**Objective:**
Word for word, set down the records and skip each picture.

↓↓↓

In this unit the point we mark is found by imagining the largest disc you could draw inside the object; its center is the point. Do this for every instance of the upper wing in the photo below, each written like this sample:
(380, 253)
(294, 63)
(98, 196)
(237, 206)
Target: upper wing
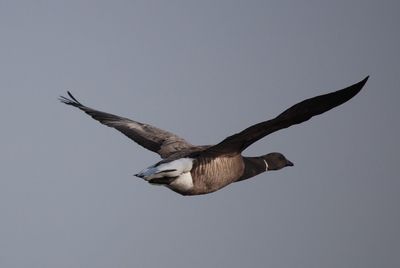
(294, 115)
(154, 139)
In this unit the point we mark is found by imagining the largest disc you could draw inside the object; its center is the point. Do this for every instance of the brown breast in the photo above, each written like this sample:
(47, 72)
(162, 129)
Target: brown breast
(211, 174)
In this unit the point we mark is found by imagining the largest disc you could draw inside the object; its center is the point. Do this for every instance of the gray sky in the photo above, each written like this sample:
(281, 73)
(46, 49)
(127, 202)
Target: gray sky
(204, 70)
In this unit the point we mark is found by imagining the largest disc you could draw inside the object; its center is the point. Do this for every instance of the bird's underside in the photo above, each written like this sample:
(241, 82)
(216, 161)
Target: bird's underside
(212, 166)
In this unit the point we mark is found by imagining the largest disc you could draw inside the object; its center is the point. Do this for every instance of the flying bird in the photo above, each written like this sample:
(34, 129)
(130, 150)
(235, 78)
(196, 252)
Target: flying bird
(194, 170)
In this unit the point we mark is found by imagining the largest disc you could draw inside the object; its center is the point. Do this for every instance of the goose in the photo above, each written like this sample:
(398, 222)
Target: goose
(195, 170)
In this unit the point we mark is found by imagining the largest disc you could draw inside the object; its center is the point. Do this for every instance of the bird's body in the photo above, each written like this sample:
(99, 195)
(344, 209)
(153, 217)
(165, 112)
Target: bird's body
(194, 170)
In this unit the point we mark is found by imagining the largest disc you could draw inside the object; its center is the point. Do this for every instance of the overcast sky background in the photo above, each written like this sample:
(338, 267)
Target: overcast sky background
(203, 70)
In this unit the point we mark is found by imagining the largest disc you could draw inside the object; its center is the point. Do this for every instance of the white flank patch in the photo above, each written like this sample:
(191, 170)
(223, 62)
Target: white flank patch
(266, 164)
(183, 183)
(171, 169)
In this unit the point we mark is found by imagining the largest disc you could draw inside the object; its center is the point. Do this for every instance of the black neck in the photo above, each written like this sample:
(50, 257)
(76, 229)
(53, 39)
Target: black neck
(252, 167)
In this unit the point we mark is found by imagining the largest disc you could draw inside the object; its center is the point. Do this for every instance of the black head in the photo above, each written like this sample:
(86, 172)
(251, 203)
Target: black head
(276, 161)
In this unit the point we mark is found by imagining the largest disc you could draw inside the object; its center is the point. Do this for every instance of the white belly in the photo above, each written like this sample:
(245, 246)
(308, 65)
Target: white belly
(183, 183)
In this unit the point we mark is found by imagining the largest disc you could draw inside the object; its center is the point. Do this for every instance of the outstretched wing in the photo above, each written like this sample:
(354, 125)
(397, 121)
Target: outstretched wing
(294, 115)
(154, 139)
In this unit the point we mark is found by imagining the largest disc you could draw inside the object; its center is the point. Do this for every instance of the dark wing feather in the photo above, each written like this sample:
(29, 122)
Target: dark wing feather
(294, 115)
(154, 139)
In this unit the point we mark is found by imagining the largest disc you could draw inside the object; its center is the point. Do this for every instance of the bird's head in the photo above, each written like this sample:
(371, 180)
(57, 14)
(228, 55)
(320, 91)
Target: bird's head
(276, 161)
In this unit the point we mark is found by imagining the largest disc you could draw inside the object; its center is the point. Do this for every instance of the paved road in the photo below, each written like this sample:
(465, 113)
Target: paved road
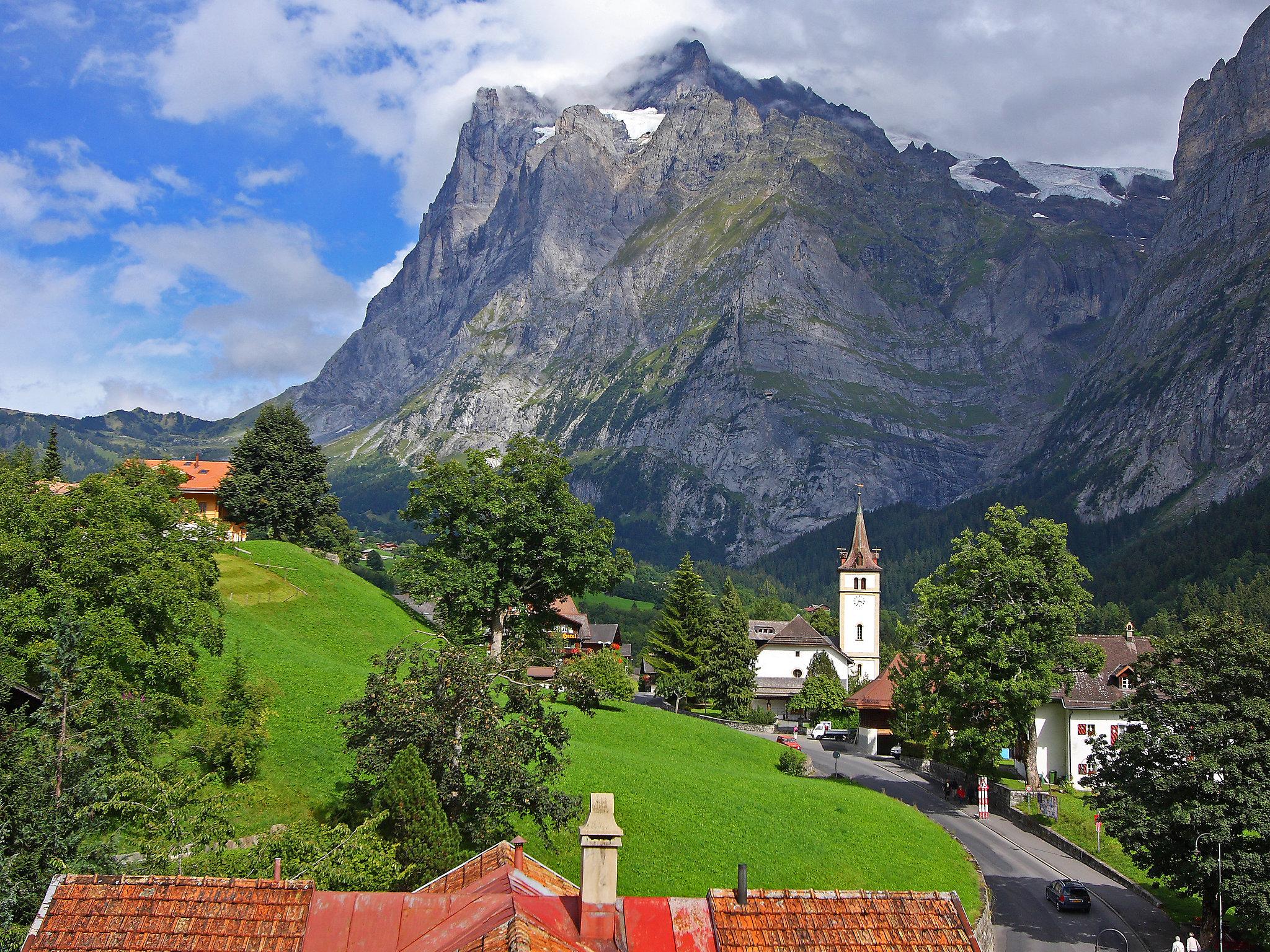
(1016, 866)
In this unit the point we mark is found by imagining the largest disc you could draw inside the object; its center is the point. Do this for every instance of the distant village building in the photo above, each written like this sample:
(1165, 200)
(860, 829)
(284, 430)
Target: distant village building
(1068, 724)
(202, 483)
(785, 649)
(502, 901)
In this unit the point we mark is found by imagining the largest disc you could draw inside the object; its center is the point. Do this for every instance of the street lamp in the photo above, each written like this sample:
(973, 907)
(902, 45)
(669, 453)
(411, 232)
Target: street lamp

↑↑↑

**Output:**
In this unit the point we mark is found by imagining the largest disc you could draw inside the object; its center is the point. Do this for every instance of the upper wing in the photo below, each written like this sample:
(380, 253)
(294, 63)
(98, 196)
(237, 206)
Target: upper wing
(294, 115)
(154, 139)
In this unit the point we mark is found by imagining the largest disc you could draw inside the object; its center is the point. Do this for every instance of the brown breast in the photo above, each written like this sample:
(47, 72)
(162, 129)
Target: brown breast
(211, 174)
In this unit the point we mark is found by imagining the largest disc you could draw inside the object; its center is the point. Do this for every instance of the gray sky in the photo above, each written like this sample:
(281, 73)
(46, 49)
(127, 202)
Target: gray sky
(204, 70)
In this unit the point we mark is found by imagining the largest disc you could draw inside the object; its center is the point. Do this for every instance of the bird's underside in the photo above, each written like this sample:
(241, 82)
(216, 161)
Target: bird's underside
(212, 166)
In this unit the point we mark is found by imagining the largest disc you could draw inside the object; its center is the point. Do this for every instance of the flying bird in the photo above, each written like this sample:
(34, 129)
(130, 150)
(235, 78)
(196, 252)
Target: flying bird
(194, 170)
In this unit the point we mark is found by imagining the largest disc you could draw inside the object; its center is the point. Do this for every instance of the goose in the photo above, each written like this sample:
(398, 222)
Target: goose
(195, 170)
In this unit the point we mark is found by imagining the largest disc you could draw inside the object; its center is the point. Do this for every instance of the bird's body in the photo above, each written like this sample:
(99, 195)
(344, 209)
(153, 217)
(165, 112)
Target: bird's body
(194, 170)
In this unit the point we mark is found by imagining the largest disc you could draw inside the object; its center is the point. Do this for every instance of the overcast sky background in the photo above, each written like this sample:
(338, 267)
Target: overcast sky background
(203, 70)
In this unit the point we mark is found by imagining the largest disc you could draw inside the object; its center is the point. Do this for every instance of the white flank patch in the photo above, each written like this sample:
(191, 170)
(223, 62)
Target: white flank patch
(266, 164)
(183, 183)
(171, 169)
In this unit the point we mark is found by imagining the largest disc you could draw inside the object; its center is the point. Do this for every instance of the black neck in the photo above, each written like this sample:
(50, 257)
(76, 229)
(53, 39)
Target: black neck
(252, 167)
In this unit the point we mark is found by imagining the largest disc you could draw inside the object; its center is the point. Do this for every instance of the black head in the photo above, each written like this sample:
(86, 172)
(251, 203)
Target: black head
(276, 161)
In this unit the point we mark is found by imagining the largest disc you could draw inside the object; its center is the point. Do this for every instance of the white belly in the photo above, each written like this sample:
(245, 246)
(308, 65)
Target: white belly
(183, 183)
In this unit the point we mark is found by imagining the largest disc you could draw inside the object; its center is the point. Do this for every instance of the outstretched wing in the photo above, each written like this sample:
(354, 125)
(397, 121)
Target: outstretched wing
(294, 115)
(154, 139)
In this unit the point we mark is found by imagining the largest disc you could draw inside the object; its center is the point. Do this for every instance of the dark wing feather in the photo above, each written like this sample:
(29, 122)
Target: dark wing feather
(294, 115)
(154, 139)
In this unit the point we mark is found by imagining the largest disc you could draw inside the object; its center is the point. Do this for every instance of the bird's head in the photo above, each written like this sample:
(371, 180)
(57, 14)
(228, 55)
(320, 91)
Target: bird's head
(276, 161)
In this unit the point we mark is found by imagining the largest disc you could draw inside the object; its center is the point. Do this for every instance of the paved road in the photo below, each written like this sample:
(465, 113)
Target: paved road
(1016, 866)
In this unit the point we mark is found by imagining the largest disc you could draw inside the object; its center is the point. Do this for every instance of the distant village building in the photo above, each written like this sample:
(1165, 200)
(860, 829)
(284, 430)
Target: distant village building
(1068, 724)
(202, 483)
(785, 649)
(502, 901)
In this unit the point we mark is found by imagining the largest disc you could draw inside the object; its center is the point. Do this for every instance of the street lamp in the photo above, each written like this sample:
(973, 907)
(902, 45)
(669, 453)
(411, 232)
Target: street lamp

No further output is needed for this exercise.